··· DONNÉES DE DÉPART ···
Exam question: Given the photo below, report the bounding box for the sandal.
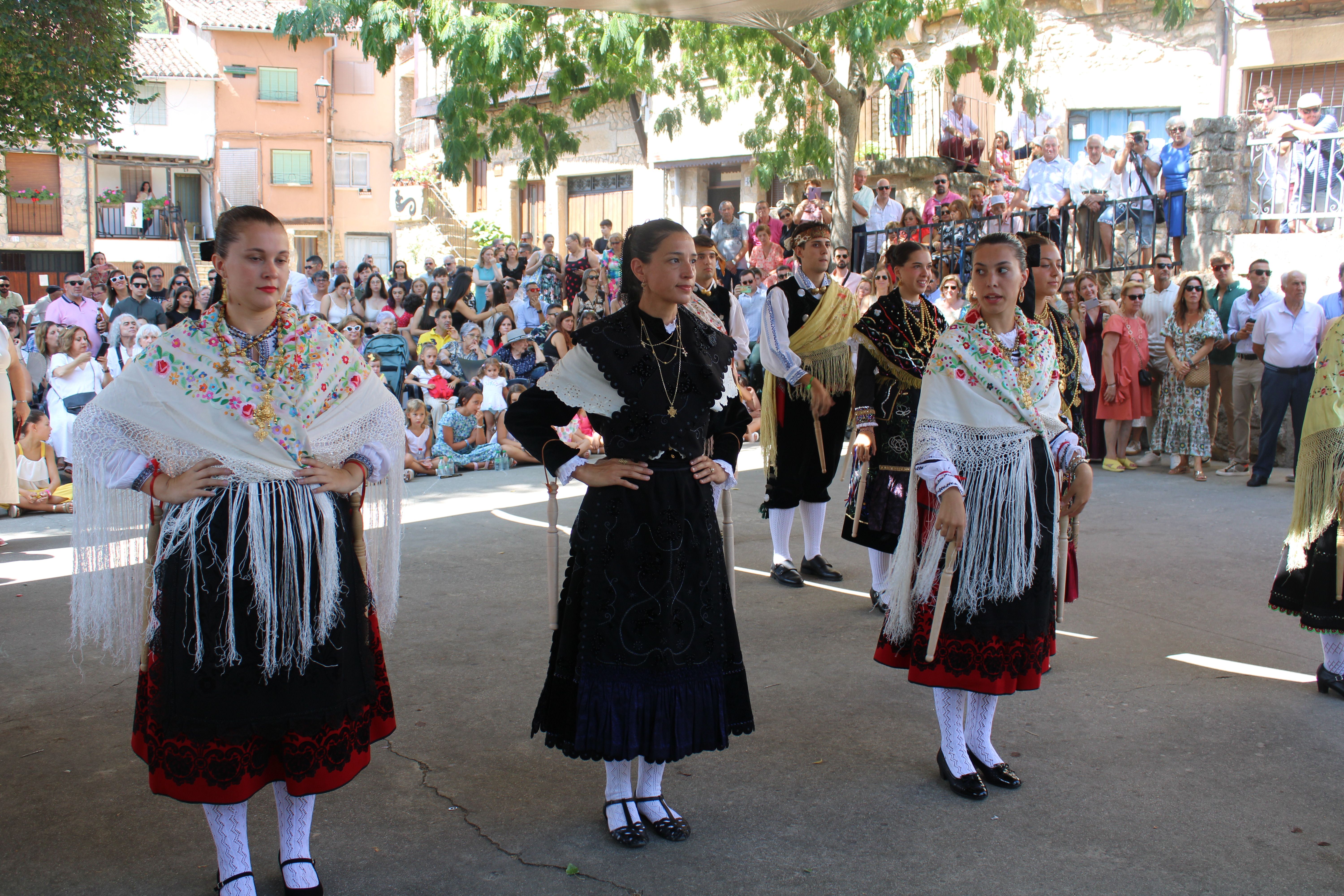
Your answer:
[602,799,649,849]
[634,794,691,844]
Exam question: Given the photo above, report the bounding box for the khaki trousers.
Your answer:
[1208,364,1232,451]
[1227,357,1265,465]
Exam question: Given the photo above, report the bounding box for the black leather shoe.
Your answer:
[770,563,802,588]
[276,853,323,896]
[938,750,989,799]
[1316,662,1344,697]
[602,797,649,849]
[966,747,1021,790]
[800,554,844,582]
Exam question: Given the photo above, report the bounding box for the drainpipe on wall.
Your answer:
[323,34,340,265]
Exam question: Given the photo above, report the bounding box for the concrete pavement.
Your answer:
[0,463,1344,896]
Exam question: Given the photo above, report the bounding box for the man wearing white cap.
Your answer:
[1293,93,1340,231]
[1114,121,1163,266]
···
- **DÉTAILS DU PROBLÈME**:
Présentez toutes les lignes ci-dessus sous forme de liste numérotée, en sautant les lignes vides. Ne mettez pas les images dans votre réponse.

- **RÉPONSE COMPLÈTE**:
1. Exam question: Given the photo below, report the bounding box for the sandal.
2. Your answer:
3. [602,799,649,849]
4. [634,794,691,844]
5. Exam question: Given the photo above, report the bounding box for the khaki trousers.
6. Your answer:
7. [1208,364,1232,451]
8. [1227,357,1265,465]
9. Exam question: Given the photo above, report the bounding box for the black leather shoe.
10. Your answer:
11. [770,563,802,588]
12. [276,853,323,896]
13. [938,750,989,799]
14. [1316,662,1344,697]
15. [602,797,649,849]
16. [966,747,1021,790]
17. [800,554,844,582]
18. Exam question: Given the photo above, report the bounding box for the drainpipe on wall.
19. Your answer:
20. [323,34,340,265]
21. Exam question: Given the photo above, report the bounding box for the concrete pavement.
22. Your answer:
23. [0,463,1344,896]
24. Exam question: Given the photo above, report the bounding box for the man wearing white cap.
25. Your answer:
26. [1293,93,1340,231]
27. [1114,121,1163,266]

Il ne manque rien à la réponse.